··· Selected text ···

Accessibility links

Breaking News
USA

Border Wall, Bullet Train: California vs. Trump Escalates


FILE - President Donald Trump talks with reporters as he gets a briefing on border wall prototypes, in San Diego, California March 13, 2018.
FILE - President Donald Trump talks with reporters as he gets a briefing on border wall prototypes, in San Diego, California March 13, 2018.

Disputes over President Donald Trump's border wall and California's bullet train are intensifying the feud between the White House and the nation's most populous state.

The Trump administration on Tuesday said it plans to cancel or claw back $3.5 billion in federal dollars allocated to California's high-speed rail project, a move Gov. Gavin Newsom called "political retribution" for the state's lawsuit against Trump's declaration of a national emergency. California led a 16-state coalition in filing the suit Monday, challenging Trump's power to declare an emergency to earn more money to build a wall along the U.S.-Mexico border.

··· Data to process ···

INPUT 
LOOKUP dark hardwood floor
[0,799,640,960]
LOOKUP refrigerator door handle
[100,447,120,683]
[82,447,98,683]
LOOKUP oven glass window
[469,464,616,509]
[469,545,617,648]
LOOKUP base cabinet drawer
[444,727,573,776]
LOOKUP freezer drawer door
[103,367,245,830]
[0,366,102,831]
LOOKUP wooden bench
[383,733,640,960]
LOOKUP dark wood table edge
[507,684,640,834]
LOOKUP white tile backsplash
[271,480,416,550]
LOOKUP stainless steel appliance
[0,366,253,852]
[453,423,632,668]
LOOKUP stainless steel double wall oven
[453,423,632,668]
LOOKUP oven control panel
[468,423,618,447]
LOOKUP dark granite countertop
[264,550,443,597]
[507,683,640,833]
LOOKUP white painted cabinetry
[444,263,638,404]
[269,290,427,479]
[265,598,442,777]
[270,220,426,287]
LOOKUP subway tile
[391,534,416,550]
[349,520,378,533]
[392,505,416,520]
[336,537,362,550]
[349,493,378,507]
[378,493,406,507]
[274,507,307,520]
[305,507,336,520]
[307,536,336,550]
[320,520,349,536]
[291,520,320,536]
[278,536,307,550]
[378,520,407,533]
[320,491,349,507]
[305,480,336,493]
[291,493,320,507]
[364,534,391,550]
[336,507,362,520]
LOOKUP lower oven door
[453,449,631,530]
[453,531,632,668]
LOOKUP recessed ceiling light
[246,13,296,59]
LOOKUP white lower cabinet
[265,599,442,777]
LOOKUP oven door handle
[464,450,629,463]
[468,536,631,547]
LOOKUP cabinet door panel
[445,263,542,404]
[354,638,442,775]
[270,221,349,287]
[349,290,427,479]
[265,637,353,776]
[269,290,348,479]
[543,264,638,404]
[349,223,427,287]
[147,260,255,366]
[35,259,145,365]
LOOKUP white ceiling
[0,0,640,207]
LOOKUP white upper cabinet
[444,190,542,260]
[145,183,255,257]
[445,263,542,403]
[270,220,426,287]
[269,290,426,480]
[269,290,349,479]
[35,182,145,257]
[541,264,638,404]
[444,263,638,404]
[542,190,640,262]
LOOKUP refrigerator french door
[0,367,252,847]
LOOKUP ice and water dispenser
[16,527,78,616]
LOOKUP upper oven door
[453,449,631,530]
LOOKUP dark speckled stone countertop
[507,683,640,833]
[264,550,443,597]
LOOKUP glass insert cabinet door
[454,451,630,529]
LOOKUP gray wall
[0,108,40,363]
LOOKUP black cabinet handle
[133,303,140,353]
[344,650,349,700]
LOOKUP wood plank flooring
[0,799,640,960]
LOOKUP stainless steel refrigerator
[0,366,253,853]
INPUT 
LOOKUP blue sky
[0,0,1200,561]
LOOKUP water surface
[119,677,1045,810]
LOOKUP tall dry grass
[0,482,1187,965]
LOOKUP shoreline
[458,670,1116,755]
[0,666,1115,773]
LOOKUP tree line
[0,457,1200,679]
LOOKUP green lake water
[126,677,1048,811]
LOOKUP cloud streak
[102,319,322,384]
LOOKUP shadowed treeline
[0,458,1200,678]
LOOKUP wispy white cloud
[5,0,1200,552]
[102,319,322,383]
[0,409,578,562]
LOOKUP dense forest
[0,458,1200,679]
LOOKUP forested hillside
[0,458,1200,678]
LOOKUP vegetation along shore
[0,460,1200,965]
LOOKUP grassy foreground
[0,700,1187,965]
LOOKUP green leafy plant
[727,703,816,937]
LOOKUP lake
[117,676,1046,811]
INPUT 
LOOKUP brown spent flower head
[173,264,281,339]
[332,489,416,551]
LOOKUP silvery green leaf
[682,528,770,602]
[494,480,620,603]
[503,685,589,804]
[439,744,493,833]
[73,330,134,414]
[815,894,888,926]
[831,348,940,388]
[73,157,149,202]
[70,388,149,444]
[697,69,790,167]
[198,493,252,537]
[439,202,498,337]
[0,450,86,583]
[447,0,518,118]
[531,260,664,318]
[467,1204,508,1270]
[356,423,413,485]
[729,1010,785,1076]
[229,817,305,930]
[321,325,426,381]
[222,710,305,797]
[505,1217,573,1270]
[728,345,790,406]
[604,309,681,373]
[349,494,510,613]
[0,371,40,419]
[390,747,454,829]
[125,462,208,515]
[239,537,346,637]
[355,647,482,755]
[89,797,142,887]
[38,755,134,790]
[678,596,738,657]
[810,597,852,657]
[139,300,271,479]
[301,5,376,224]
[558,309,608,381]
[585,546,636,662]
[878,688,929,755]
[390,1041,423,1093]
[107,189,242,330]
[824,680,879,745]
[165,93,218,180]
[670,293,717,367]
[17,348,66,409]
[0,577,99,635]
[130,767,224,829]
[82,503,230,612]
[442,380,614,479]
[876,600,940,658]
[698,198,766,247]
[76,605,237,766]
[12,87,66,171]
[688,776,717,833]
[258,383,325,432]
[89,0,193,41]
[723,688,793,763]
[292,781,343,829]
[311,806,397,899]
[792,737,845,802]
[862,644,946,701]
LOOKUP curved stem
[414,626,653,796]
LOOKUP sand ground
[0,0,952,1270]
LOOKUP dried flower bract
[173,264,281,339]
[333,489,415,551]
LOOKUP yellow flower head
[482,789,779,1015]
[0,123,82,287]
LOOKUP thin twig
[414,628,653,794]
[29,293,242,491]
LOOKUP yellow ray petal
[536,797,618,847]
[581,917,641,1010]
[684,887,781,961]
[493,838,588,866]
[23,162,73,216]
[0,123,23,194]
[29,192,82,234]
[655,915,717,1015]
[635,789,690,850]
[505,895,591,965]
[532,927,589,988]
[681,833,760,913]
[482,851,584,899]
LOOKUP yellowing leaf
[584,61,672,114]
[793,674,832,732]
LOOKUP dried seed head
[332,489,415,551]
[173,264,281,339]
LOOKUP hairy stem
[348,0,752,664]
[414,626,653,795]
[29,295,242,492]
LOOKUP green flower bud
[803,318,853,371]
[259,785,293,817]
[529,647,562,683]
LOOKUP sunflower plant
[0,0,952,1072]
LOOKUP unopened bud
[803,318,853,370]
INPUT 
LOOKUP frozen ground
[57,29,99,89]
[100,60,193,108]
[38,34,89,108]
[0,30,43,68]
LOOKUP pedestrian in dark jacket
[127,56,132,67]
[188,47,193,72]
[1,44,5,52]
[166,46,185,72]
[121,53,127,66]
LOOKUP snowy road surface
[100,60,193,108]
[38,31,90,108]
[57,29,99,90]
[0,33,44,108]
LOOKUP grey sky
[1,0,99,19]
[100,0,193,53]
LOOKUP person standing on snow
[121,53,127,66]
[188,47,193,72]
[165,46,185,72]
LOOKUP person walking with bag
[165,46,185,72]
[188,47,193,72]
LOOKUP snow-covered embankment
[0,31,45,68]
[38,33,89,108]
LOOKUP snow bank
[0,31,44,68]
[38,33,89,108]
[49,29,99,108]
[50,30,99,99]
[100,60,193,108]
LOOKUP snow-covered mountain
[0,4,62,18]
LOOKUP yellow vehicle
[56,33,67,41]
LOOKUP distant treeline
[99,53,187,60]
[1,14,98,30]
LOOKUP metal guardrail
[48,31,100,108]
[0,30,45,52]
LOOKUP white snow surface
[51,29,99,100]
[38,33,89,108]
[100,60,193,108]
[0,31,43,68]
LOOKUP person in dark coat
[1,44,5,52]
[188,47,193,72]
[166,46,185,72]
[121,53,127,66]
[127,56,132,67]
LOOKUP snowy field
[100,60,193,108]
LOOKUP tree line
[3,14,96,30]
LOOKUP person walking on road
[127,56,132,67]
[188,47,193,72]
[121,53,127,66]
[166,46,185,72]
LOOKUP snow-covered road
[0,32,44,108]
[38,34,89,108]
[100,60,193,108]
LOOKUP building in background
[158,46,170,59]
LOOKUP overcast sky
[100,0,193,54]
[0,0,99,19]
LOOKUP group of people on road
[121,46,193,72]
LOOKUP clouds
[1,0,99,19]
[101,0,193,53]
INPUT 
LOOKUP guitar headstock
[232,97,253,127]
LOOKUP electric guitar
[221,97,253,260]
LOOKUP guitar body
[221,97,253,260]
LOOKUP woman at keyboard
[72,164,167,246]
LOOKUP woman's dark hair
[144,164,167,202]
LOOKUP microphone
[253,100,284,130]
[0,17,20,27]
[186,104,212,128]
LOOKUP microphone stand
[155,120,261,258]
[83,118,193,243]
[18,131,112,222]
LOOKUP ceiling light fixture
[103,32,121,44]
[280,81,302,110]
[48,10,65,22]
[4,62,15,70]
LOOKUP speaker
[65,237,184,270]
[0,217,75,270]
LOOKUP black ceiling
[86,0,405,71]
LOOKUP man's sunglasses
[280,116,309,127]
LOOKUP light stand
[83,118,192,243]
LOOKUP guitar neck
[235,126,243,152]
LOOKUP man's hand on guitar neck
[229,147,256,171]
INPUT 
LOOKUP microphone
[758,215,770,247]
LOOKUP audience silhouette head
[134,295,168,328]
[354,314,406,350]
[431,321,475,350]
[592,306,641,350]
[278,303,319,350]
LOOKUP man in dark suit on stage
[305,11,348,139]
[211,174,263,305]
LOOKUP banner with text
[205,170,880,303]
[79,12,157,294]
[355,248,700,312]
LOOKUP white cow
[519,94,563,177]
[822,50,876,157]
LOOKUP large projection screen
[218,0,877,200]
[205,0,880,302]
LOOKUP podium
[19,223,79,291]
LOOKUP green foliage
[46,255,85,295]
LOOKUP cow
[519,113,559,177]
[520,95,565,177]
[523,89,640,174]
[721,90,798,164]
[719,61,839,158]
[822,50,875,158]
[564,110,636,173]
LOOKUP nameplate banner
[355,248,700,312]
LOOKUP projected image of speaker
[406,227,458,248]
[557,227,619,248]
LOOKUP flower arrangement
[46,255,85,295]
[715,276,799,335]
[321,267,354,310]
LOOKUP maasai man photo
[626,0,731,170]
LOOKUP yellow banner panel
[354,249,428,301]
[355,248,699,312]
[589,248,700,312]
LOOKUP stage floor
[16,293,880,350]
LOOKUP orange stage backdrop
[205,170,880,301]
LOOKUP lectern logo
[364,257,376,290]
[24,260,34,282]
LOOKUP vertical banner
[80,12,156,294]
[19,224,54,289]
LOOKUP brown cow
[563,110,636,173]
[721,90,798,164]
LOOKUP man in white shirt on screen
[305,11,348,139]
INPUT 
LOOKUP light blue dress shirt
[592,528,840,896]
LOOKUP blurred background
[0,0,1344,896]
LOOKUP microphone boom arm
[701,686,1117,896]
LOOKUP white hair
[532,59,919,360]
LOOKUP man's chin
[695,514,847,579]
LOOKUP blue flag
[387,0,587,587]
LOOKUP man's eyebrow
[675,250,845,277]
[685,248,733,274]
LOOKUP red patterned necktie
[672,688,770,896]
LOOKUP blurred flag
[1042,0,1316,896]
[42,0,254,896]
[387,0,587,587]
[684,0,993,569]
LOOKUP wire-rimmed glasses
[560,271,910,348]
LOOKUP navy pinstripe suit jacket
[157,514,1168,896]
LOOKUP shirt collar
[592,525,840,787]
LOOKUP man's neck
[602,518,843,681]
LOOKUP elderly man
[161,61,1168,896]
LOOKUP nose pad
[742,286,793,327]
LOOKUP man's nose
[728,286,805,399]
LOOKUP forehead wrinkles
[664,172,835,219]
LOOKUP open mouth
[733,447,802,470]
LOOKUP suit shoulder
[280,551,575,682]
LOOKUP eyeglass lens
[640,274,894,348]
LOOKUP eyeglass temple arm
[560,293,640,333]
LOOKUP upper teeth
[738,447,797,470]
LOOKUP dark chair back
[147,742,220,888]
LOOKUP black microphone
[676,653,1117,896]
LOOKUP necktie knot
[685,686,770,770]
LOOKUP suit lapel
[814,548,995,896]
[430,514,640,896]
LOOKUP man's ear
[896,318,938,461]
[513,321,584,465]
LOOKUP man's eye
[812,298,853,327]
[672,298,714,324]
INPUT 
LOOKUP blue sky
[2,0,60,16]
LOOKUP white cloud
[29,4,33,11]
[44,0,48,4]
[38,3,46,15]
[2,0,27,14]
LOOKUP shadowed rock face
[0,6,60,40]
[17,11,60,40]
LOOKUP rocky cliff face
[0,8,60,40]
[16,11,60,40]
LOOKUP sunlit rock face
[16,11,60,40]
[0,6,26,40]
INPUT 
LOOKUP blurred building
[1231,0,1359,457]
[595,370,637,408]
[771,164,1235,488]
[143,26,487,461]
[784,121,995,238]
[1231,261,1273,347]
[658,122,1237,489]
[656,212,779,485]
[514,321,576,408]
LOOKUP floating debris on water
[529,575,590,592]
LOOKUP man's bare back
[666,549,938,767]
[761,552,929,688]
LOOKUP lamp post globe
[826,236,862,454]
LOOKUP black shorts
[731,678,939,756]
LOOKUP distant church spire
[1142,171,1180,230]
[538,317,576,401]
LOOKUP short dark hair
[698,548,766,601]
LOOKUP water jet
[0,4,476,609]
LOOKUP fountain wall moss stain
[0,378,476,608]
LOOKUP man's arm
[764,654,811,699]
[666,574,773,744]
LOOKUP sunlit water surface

···

• Problems and tasks:
[1] According to the article about California and Trump, how much federal money for California's high-speed rail project does the administration plan to cancel or claw back?
[2] Recast the listing, from the line containing "LOOKUP dried seed head" down to the line containing "[0,31,43,68]", as a Markdown table with the columns Row and Listing line. Skip blank lines.

• Worked answers:
[1] $3.5 billion

[2]
| Row | Listing line |
|---|---|
| 1 | LOOKUP dried seed head |
| 2 | [332,489,415,551] |
| 3 | [173,264,281,339] |
| 4 | LOOKUP hairy stem |
| 5 | [348,0,752,664] |
| 6 | [414,626,653,795] |
| 7 | [29,295,242,492] |
| 8 | LOOKUP green flower bud |
| 9 | [803,318,853,371] |
| 10 | [259,785,293,817] |
| 11 | [529,647,562,683] |
| 12 | LOOKUP sunflower plant |
| 13 | [0,0,952,1072] |
| 14 | LOOKUP unopened bud |
| 15 | [803,318,853,370] |
| 16 | INPUT  |
| 17 | LOOKUP frozen ground |
| 18 | [57,29,99,89] |
| 19 | [100,60,193,108] |
| 20 | [38,34,89,108] |
| 21 | [0,30,43,68] |
| 22 | LOOKUP pedestrian in dark jacket |
| 23 | [127,56,132,67] |
| 24 | [188,47,193,72] |
| 25 | [1,44,5,52] |
| 26 | [166,46,185,72] |
| 27 | [121,53,127,66] |
| 28 | LOOKUP snowy road surface |
| 29 | [100,60,193,108] |
| 30 | [38,31,90,108] |
| 31 | [57,29,99,90] |
| 32 | [0,33,44,108] |
| 33 | LOOKUP grey sky |
| 34 | [1,0,99,19] |
| 35 | [100,0,193,53] |
| 36 | LOOKUP person standing on snow |
| 37 | [121,53,127,66] |
| 38 | [188,47,193,72] |
| 39 | [165,46,185,72] |
| 40 | LOOKUP person walking with bag |
| 41 | [165,46,185,72] |
| 42 | [188,47,193,72] |
| 43 | LOOKUP snow-covered embankment |
| 44 | [0,31,45,68] |
| 45 | [38,33,89,108] |
| 46 | LOOKUP snow bank |
| 47 | [0,31,44,68] |
| 48 | [38,33,89,108] |
| 49 | [49,29,99,108] |
| 50 | [50,30,99,99] |
| 51 | [100,60,193,108] |
| 52 | LOOKUP snow-covered mountain |
| 53 | [0,4,62,18] |
| 54 | LOOKUP yellow vehicle |
| 55 | [56,33,67,41] |
| 56 | LOOKUP distant treeline |
| 57 | [99,53,187,60] |
| 58 | [1,14,98,30] |
| 59 | LOOKUP metal guardrail |
| 60 | [48,31,100,108] |
| 61 | [0,30,45,52] |
| 62 | LOOKUP white snow surface |
| 63 | [51,29,99,100] |
| 64 | [38,33,89,108] |
| 65 | [100,60,193,108] |
| 66 | [0,31,43,68] |